— Tasks to complete —
1) Answer these questions about the forum thread on becoming a police officer:
(a) What three subjects does the first poster say they are studying at university?
(b) Which subjects does Neo1234 say their heart always pulls them back to?
(c) According to burningpile, what do a lot of criminology students start off in?
2) From the forum thread on becoming a police officer, print the part that opens with the words containing "My dream is" and closes with "point or another.".

— Quoted passage —

* Begin *

# Wanting to be a police officer



## Such and Such (Sep 13, 2014)

My dream is to become a police officer. I'm currently at University studying sociology, psychology and criminology just to kill time. Also works in my favour for higher ranking, pay etc eventually with a degree. 

Wondering if anybody has had any difficulty/success becoming a police officer due to Social Anxiety? I'm stable as I have ever been, I've more-or-less become like any other person who experiences bouts of sadness or anxiety at one point or another.


----------



## Neo1234 (Mar 6, 2012)

Good to know about your dream.A while ago ,I also wanted to become police officer or join army , but my heart always pulls me back to maths,physics ,all tech stuffs.Idk,its just a matter of what my heart wants more.Well anyway, good luck to you .You will get success if your really passionate enough!


----------



## burningpile (Feb 14, 2014)

If you're qualified and can pass the various exams and evaluations, then you can do it. There's really only one way to find out. 
There are a lot of avenues to take besides being an officer, you could work in analysis too. A lot of criminology students here start off in neighbourhood crime mapping, the end result helps to determine high risk zones in the city. Coupled with statistical analysis, a crime prevention program can be put in place. This might be anything from creating awareness to increasing officer presence in an area at a specific time. You don't need to be a patrol officer to make a difference in your community, explore other options to make the best use of your abilities.


----------

* End *

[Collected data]

* Begin *

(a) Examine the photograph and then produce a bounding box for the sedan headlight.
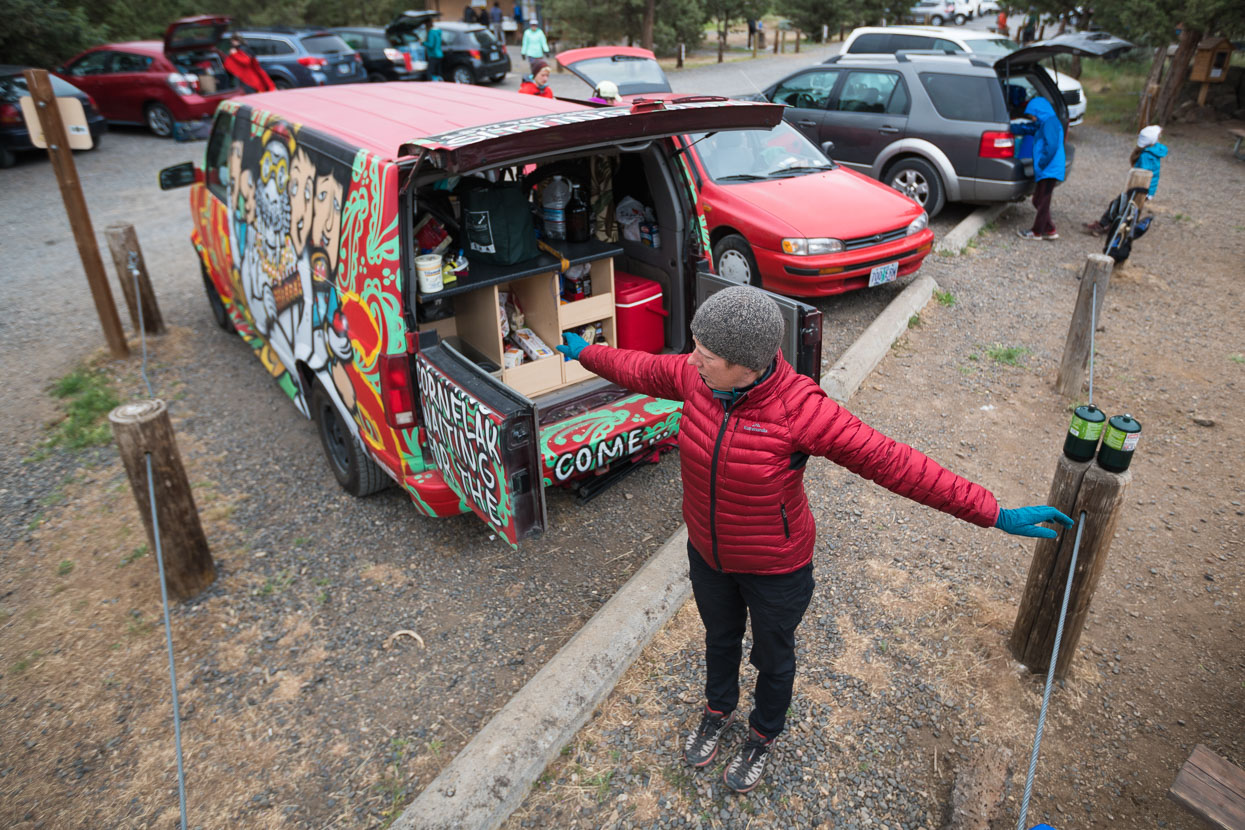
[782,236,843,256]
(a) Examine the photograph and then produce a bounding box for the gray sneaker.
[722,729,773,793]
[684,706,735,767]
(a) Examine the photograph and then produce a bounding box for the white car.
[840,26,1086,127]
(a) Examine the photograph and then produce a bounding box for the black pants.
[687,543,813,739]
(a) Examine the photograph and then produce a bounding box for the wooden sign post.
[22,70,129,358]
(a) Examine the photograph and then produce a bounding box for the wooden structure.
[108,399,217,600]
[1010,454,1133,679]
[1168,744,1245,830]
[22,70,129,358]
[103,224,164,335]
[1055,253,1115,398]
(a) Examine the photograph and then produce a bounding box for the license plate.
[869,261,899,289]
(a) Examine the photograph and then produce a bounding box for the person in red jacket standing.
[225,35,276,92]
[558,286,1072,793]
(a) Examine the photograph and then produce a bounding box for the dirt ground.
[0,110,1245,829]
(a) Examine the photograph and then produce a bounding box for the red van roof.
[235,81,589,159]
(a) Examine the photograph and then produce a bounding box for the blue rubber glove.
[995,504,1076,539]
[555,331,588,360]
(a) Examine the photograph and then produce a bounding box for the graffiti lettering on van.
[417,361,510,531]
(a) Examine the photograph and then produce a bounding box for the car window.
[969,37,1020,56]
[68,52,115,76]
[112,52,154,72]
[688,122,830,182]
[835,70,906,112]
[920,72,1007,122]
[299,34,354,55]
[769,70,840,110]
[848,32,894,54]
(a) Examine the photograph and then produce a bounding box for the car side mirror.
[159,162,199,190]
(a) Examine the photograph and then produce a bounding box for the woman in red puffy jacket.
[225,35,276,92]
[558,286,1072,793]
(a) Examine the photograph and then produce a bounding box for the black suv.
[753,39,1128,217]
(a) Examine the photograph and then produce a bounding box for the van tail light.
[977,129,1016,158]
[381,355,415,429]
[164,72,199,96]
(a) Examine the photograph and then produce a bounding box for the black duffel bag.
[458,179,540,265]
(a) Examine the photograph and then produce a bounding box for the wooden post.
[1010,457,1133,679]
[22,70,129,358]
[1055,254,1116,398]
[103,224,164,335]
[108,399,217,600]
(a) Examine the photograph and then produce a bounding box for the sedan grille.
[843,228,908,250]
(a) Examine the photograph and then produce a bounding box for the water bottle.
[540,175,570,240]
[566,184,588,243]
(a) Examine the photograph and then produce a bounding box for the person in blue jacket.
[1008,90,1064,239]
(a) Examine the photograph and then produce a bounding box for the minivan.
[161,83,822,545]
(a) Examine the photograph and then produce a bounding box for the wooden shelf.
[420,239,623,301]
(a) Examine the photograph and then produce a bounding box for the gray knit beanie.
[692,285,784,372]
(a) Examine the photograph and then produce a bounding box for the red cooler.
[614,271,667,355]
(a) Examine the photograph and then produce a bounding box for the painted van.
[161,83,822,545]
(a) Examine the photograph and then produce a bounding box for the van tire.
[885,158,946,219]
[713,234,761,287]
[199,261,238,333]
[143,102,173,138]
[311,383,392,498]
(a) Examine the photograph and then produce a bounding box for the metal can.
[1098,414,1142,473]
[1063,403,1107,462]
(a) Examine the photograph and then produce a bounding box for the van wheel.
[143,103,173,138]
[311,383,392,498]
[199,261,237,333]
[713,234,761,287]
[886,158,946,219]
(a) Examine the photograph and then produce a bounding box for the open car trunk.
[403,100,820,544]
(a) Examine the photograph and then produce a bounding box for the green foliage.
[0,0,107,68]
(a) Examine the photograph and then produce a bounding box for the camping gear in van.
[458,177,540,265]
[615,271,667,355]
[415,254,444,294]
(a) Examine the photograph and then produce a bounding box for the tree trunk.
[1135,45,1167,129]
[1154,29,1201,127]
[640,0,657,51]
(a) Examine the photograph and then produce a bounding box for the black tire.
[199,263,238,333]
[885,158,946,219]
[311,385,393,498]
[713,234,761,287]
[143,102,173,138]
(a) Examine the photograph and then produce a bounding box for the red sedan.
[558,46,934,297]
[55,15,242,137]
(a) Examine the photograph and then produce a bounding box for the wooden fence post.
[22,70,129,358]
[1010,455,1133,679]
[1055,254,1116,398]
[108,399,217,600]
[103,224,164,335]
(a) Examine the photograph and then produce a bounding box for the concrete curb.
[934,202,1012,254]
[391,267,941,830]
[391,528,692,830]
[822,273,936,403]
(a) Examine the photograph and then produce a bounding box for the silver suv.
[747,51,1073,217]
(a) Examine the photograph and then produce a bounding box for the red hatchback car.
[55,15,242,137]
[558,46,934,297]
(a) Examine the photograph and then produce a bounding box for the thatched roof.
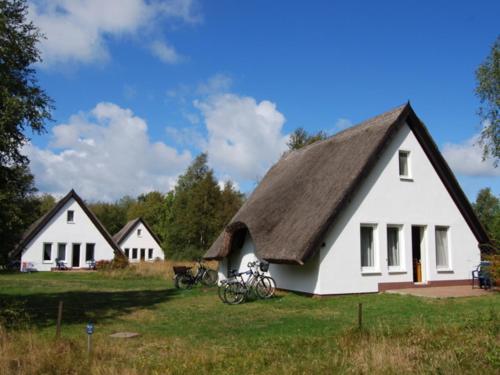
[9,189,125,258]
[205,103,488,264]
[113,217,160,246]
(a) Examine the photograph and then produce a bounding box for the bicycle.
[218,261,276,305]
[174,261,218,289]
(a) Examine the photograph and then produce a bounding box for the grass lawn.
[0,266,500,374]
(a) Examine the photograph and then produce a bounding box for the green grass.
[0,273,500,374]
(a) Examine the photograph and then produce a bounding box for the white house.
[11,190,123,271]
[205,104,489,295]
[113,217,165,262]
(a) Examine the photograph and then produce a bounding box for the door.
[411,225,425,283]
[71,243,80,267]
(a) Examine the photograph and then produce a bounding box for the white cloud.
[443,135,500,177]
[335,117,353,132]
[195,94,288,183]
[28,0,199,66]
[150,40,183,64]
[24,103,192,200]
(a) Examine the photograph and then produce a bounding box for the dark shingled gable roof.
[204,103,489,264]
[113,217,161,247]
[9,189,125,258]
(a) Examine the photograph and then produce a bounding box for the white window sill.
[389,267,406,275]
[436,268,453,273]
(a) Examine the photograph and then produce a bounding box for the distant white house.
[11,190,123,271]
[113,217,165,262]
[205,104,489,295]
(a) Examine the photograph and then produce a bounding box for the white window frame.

* End *

— Results by task —
1)
(a) Sociology, psychology and criminology.
(b) Maths, physics and all tech stuffs.
(c) Neighbourhood crime mapping.

2)
My dream is to become a police officer. I'm currently at University studying sociology, psychology and criminology just to kill time. Also works in my favour for higher ranking, pay etc eventually with a degree. 

Wondering if anybody has had any difficulty/success becoming a police officer due to Social Anxiety? I'm stable as I have ever been, I've more-or-less become like any other person who experiences bouts of sadness or anxiety at one point or another.